During the second quarter of 2005, CSG repurchased 1,081,000 shares of its common stock at a total purchase price of $20.0 million (a weighted-average price of $18.49 per share). Including these shares, the total shares repurchased under CSG’s stock repurchase program since its inception in August 1999 is 11.7 million shares, at a total repurchase price of $295.6 million (a weighted-average price of $25.29 per share.) As of June 30, 2005, the remaining number of shares authorized for repurchase under the program is 3.3 million shares.

 

Third Quarter 2005 Financial Guidance

 

“For the third quarter of 2005, we are expecting revenues of between $135 million and $142 million and GAAP earnings per diluted share of between 22 and 27 cents,” Peter Kalan, chief financial officer, said. “Our guidance does not include any restructuring charges that may be incurred during the third quarter of 2005 as they are not expected to be significant at this time.”

 

“We are projecting that our operating expenses for the third quarter will total between $117 million and $120 million. There are approximately $15 million of non-cash items included in our third quarter expenses, reducing results by approximately 19 cents per diluted share.” Kalan said. “These non-cash items include amortization of approximately $7 million, depreciation expense of approximately $4 million, and stock-based employee compensation expense of approximately $4 million.”

────────────────────

**Your instructions**
Continue the CSG release on share repurchases and third-quarter 2005 guidance, starting after its final sentence.

**Data block**

────────────────────

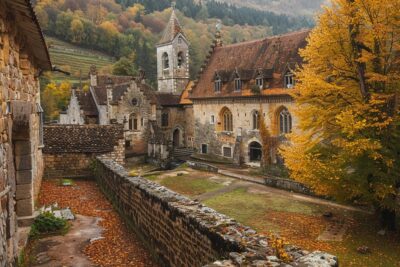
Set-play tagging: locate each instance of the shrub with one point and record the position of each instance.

────────────────────

**Final answer**
Conference Call

 

CSG will host a one-hour conference call on Tuesday, July 26, at 5 p.m. EDT, to discuss CSG’s second quarter results. The call will be carried live and archived on the Internet. A link to the conference call is available at www.csgsystems.com.

 

Additional Information

 

For additional information about CSG, please visit CSG’s web site at www.csgsystems.com. Additional information can be found in the Investor Relations section of the web site.

 

About CSG Systems International

 

Headquartered in Englewood, Colorado, CSG Systems International (NASDAQ: CSGS) is a leader in next-generation billing and customer care solutions for the cable television, direct broadcast satellite, advanced IP services, next generation mobile, and fixed wireline markets. CSG’s unique combination of proven and future-ready solutions, delivered in both outsourced and licensed formats, empowers its clients to deliver unparalleled customer service, improve operational efficiencies and rapidly bring new revenue-generating products to market. CSG is an S&P Midcap 400 company. For more information, visit CSG’s Web site at www.csgsystems.com.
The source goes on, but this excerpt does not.